WHAT NEEDS TO BE DONE
Wherever a line of the records contains "pale", copy that line.

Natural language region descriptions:
#####

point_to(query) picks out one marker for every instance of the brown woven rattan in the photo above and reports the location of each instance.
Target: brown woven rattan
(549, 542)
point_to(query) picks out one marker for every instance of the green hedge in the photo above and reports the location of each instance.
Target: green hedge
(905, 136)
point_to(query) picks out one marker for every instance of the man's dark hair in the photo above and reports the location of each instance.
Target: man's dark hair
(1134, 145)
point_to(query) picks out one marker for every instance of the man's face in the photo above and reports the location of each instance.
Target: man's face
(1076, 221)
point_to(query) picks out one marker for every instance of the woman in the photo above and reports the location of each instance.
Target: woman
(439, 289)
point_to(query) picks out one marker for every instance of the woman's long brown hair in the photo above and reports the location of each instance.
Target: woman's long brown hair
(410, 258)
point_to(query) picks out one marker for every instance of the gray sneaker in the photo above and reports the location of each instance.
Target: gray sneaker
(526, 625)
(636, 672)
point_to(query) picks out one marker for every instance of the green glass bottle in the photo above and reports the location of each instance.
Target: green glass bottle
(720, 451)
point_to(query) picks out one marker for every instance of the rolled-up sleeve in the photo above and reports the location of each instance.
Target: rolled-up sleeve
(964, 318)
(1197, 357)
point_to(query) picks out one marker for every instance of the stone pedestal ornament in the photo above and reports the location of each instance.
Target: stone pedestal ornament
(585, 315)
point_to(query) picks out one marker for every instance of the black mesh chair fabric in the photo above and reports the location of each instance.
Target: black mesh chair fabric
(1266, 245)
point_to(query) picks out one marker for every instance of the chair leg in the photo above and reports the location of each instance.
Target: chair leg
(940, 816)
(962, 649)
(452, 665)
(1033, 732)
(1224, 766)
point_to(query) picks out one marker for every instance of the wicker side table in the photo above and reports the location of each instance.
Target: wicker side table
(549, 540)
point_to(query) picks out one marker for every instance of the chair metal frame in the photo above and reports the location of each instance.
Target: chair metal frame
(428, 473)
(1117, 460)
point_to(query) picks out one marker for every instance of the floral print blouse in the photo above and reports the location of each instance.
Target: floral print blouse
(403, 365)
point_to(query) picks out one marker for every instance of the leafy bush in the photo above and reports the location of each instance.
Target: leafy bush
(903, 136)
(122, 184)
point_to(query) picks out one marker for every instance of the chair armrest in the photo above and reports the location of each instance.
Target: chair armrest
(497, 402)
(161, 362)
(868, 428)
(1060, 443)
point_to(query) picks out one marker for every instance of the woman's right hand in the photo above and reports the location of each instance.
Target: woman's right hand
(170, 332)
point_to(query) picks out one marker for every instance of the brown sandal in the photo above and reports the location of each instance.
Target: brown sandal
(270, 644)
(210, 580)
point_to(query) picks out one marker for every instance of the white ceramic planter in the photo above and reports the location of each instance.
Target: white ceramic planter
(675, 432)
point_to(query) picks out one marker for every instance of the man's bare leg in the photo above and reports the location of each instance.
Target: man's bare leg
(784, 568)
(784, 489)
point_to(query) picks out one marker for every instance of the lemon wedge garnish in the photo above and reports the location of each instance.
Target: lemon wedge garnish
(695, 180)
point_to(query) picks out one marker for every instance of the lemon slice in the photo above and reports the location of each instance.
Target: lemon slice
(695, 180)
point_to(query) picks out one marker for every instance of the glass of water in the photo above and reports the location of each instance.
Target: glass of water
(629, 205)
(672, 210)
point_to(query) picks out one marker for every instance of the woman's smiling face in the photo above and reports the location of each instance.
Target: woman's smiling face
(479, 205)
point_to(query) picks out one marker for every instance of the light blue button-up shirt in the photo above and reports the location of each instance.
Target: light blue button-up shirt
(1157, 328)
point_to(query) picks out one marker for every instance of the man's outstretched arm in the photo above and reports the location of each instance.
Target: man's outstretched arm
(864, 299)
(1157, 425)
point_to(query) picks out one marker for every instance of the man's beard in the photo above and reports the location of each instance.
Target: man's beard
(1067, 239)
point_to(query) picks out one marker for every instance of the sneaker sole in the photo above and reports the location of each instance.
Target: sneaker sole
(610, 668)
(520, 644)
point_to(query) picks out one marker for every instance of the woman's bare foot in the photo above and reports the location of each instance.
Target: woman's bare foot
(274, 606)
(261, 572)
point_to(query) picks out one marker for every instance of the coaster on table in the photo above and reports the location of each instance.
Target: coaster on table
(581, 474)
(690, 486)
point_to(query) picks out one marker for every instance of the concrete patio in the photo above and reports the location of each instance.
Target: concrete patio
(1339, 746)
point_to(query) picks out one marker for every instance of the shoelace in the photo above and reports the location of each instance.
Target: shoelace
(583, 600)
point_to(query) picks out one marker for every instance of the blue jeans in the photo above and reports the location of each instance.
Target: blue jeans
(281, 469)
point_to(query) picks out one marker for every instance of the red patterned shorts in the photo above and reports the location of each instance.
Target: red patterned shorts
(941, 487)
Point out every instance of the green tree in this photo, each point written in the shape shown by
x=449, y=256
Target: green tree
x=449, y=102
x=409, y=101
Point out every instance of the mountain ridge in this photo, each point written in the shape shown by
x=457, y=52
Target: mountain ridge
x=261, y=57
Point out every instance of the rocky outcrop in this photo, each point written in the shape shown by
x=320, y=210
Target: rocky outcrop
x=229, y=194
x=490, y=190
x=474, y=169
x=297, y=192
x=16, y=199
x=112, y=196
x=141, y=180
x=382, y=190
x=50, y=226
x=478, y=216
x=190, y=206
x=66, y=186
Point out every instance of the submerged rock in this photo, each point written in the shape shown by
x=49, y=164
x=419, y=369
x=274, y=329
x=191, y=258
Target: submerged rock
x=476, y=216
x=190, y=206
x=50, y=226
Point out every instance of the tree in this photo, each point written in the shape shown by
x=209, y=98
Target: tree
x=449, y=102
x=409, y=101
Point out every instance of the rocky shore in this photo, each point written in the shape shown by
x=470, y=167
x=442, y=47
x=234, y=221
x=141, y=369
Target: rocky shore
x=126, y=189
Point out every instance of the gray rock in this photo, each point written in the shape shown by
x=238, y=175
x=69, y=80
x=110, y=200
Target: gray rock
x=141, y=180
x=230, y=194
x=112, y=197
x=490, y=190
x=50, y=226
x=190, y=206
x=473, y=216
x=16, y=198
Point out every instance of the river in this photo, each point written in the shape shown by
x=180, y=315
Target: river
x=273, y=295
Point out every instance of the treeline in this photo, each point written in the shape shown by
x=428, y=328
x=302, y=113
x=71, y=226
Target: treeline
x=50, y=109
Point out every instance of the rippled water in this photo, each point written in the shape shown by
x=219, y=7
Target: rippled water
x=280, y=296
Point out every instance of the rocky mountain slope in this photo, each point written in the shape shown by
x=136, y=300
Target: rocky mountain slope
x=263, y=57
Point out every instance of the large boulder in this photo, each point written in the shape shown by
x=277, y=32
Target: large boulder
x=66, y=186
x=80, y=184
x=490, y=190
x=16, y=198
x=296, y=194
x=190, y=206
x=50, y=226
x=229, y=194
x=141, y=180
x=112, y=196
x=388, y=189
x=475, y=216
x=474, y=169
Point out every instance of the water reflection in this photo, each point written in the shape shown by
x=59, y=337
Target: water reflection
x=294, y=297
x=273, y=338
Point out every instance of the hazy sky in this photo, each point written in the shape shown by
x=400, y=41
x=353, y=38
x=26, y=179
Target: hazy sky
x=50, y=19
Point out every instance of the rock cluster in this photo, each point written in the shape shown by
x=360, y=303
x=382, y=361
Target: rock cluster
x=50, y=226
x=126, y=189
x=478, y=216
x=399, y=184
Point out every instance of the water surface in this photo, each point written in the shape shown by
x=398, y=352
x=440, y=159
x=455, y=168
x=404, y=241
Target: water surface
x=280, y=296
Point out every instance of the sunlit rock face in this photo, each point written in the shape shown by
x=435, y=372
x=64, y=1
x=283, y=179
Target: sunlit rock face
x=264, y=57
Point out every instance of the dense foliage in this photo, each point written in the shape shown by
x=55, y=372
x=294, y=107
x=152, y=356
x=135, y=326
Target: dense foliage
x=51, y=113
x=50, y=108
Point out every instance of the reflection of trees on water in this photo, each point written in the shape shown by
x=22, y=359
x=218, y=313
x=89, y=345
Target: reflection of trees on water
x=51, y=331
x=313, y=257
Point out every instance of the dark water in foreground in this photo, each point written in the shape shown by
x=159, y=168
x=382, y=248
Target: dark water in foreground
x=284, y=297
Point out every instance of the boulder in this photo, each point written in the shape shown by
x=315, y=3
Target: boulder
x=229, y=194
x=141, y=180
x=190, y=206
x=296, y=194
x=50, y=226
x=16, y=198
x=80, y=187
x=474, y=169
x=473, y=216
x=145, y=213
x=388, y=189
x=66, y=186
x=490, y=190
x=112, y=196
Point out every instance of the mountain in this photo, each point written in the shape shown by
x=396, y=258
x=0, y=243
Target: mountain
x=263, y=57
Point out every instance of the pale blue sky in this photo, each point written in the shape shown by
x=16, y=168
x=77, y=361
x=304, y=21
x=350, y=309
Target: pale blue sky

#####

ANSWER BELOW
Point out every instance of the pale blue sky in this photo, each point written in the shape shown by
Target: pale blue sky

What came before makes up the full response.